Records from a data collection
• • • • •

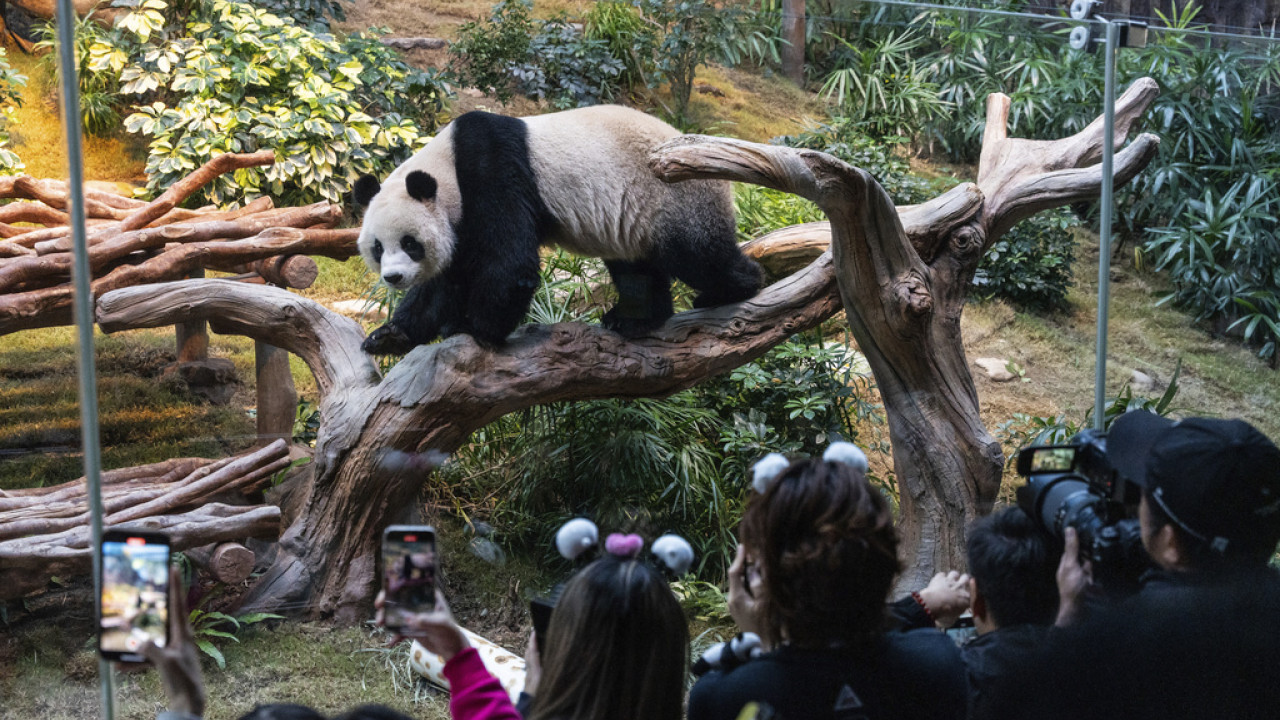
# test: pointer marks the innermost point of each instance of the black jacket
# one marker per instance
(905, 675)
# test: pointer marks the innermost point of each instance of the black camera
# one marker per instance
(1074, 486)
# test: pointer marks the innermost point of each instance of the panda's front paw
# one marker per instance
(630, 327)
(388, 340)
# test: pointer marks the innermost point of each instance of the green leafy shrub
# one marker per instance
(310, 13)
(10, 99)
(218, 76)
(690, 32)
(762, 209)
(629, 37)
(567, 68)
(881, 89)
(544, 59)
(845, 139)
(1223, 256)
(1031, 264)
(99, 94)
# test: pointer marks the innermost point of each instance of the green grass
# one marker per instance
(144, 417)
(49, 669)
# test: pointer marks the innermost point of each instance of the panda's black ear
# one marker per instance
(365, 188)
(420, 186)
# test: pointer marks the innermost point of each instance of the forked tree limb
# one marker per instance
(1022, 177)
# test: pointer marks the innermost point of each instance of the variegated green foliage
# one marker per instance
(216, 76)
(10, 81)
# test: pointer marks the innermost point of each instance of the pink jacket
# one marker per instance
(476, 695)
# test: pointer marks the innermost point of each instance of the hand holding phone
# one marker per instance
(408, 573)
(133, 609)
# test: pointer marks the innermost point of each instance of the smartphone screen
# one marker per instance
(408, 572)
(135, 604)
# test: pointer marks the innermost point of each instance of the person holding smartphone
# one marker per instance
(617, 648)
(817, 560)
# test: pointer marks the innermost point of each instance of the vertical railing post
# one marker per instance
(82, 308)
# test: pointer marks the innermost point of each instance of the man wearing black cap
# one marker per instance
(1200, 639)
(1210, 502)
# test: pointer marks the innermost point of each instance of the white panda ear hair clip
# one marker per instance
(846, 454)
(768, 468)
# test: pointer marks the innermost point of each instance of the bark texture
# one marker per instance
(133, 242)
(903, 279)
(900, 276)
(44, 532)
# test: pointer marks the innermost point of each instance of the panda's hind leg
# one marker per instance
(713, 265)
(644, 297)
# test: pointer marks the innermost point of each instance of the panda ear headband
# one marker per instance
(577, 541)
(767, 470)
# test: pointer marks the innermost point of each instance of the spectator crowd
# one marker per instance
(821, 637)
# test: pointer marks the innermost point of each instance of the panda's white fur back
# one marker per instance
(593, 173)
(592, 169)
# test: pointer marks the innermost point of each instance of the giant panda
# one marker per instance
(460, 223)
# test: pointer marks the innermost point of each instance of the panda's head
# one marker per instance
(406, 236)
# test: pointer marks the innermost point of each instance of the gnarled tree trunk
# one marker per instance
(901, 278)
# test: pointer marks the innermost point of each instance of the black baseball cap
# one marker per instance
(1216, 479)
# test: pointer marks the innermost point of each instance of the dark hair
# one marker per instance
(282, 711)
(1240, 552)
(617, 647)
(827, 550)
(1010, 560)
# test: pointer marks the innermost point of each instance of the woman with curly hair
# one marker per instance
(817, 560)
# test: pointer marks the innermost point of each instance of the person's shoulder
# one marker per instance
(924, 651)
(721, 695)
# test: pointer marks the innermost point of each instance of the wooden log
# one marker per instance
(227, 563)
(32, 212)
(183, 188)
(277, 396)
(9, 249)
(167, 470)
(50, 306)
(282, 270)
(27, 564)
(192, 336)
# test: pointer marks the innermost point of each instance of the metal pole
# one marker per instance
(1109, 121)
(83, 308)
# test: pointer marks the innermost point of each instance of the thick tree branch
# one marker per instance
(1022, 177)
(329, 343)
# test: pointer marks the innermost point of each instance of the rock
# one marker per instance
(361, 310)
(213, 379)
(1142, 382)
(996, 369)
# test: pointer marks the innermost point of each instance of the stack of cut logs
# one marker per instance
(44, 532)
(135, 242)
(199, 502)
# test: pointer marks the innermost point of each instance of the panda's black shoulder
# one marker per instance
(484, 137)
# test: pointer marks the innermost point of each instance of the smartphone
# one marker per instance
(408, 573)
(963, 630)
(540, 610)
(135, 604)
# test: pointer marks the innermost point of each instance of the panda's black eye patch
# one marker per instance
(412, 247)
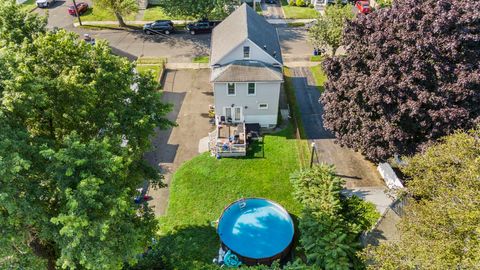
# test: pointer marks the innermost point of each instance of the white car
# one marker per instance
(44, 3)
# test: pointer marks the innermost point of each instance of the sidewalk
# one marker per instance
(272, 21)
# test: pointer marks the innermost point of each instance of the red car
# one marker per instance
(363, 7)
(82, 7)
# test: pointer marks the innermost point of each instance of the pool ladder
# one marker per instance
(242, 203)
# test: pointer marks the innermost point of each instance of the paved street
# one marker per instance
(58, 14)
(178, 47)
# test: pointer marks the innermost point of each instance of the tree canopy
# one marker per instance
(120, 8)
(198, 9)
(441, 223)
(411, 76)
(328, 29)
(75, 121)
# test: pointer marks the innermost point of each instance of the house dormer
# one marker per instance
(244, 35)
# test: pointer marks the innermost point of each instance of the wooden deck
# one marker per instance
(228, 140)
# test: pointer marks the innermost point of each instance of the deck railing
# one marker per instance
(218, 147)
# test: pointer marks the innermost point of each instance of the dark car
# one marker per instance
(82, 7)
(159, 27)
(203, 26)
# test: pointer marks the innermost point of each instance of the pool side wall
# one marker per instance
(268, 260)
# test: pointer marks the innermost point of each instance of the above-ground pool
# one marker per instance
(257, 230)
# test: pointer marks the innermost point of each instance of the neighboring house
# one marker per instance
(246, 64)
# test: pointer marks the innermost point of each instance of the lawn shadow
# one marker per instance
(184, 248)
(256, 149)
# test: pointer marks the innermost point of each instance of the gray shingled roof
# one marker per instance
(247, 71)
(244, 23)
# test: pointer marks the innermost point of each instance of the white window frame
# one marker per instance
(234, 90)
(263, 108)
(254, 89)
(249, 52)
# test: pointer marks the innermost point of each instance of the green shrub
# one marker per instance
(331, 223)
(360, 213)
(385, 3)
(300, 3)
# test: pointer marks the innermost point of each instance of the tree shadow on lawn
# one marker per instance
(186, 247)
(256, 149)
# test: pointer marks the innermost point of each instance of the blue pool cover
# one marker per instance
(256, 228)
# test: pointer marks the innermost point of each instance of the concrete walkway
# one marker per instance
(272, 11)
(186, 65)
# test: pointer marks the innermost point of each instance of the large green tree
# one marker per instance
(75, 121)
(411, 76)
(441, 224)
(198, 9)
(328, 29)
(120, 8)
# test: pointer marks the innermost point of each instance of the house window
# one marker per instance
(231, 89)
(246, 52)
(251, 89)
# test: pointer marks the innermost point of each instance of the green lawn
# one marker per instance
(153, 65)
(154, 13)
(201, 59)
(293, 12)
(96, 13)
(29, 5)
(320, 77)
(203, 186)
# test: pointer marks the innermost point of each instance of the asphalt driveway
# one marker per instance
(351, 165)
(190, 93)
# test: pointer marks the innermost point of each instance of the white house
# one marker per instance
(246, 64)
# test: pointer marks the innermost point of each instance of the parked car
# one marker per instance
(44, 3)
(88, 39)
(160, 26)
(82, 7)
(363, 7)
(203, 26)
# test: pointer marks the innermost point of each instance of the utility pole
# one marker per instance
(311, 156)
(76, 12)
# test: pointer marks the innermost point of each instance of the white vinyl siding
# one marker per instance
(231, 89)
(263, 106)
(246, 52)
(251, 89)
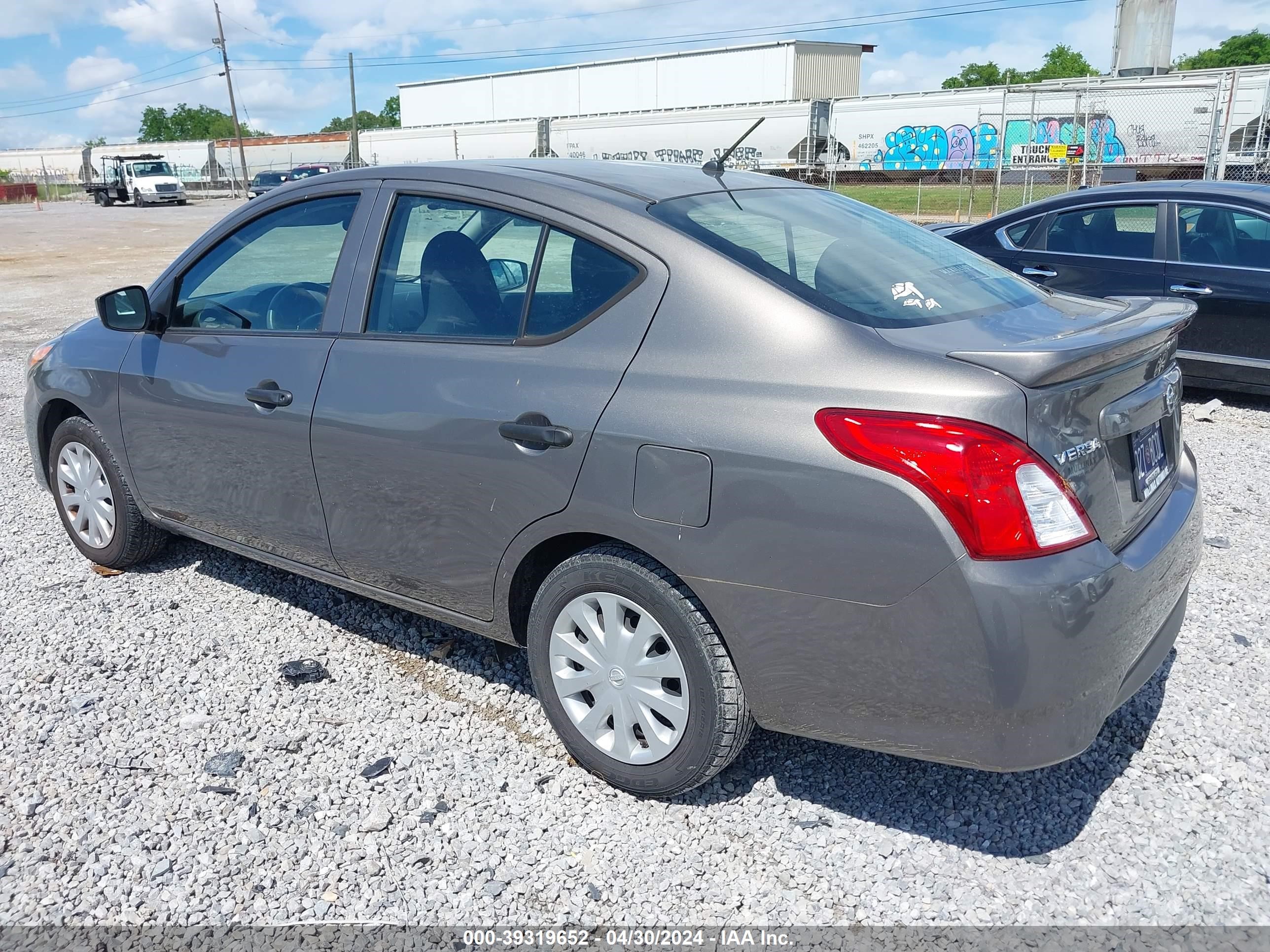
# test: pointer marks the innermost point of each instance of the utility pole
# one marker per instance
(238, 130)
(352, 130)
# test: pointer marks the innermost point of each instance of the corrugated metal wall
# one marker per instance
(752, 74)
(826, 70)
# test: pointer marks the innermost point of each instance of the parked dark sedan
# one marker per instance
(266, 182)
(1205, 241)
(717, 448)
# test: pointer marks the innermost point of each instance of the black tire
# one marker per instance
(135, 540)
(719, 721)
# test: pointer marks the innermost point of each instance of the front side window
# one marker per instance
(1113, 232)
(846, 258)
(271, 274)
(1216, 235)
(142, 170)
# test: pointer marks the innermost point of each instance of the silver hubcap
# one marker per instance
(85, 495)
(619, 678)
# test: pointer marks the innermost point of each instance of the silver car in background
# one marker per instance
(717, 448)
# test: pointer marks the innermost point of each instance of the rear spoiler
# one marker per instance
(1142, 327)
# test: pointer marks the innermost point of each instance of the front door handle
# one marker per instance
(268, 395)
(535, 435)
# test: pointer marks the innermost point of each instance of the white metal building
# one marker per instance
(760, 73)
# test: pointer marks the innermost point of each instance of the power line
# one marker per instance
(130, 96)
(737, 32)
(643, 43)
(108, 85)
(477, 26)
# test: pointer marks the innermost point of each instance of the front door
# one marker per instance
(1100, 252)
(1223, 266)
(216, 409)
(459, 411)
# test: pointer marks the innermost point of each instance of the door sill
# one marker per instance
(491, 630)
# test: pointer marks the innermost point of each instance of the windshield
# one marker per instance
(142, 170)
(847, 258)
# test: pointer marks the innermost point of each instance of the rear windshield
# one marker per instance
(846, 258)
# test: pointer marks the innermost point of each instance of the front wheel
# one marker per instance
(96, 504)
(633, 675)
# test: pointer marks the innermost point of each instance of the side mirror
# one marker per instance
(126, 309)
(508, 274)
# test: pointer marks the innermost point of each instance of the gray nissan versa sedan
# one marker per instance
(718, 448)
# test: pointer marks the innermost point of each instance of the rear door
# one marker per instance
(1100, 250)
(457, 407)
(1221, 261)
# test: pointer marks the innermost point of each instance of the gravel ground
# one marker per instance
(117, 691)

• • • • •

• JOB: The answer consists only of the lines from the one containing "the front wheel" to the end of the records, each written out exactly.

• RESULT OF THIS TASK:
# test: pointer marks the innermost point of each instance of the front wheel
# one marker per instance
(96, 504)
(633, 675)
# test: pointer marks the innermost point of each instance of the side mirror
# one marker per instance
(126, 309)
(508, 274)
# test: pointer marks the innermost point of each instance of the gray nissan versa sedan
# one marker per instance
(718, 448)
# test: pointer marks the innermost point of each instance of the rear door
# one marker per instance
(1100, 250)
(457, 407)
(1221, 261)
# test: pointer marks the innermost point of each instance of the gravel ground
# one marker per instance
(117, 691)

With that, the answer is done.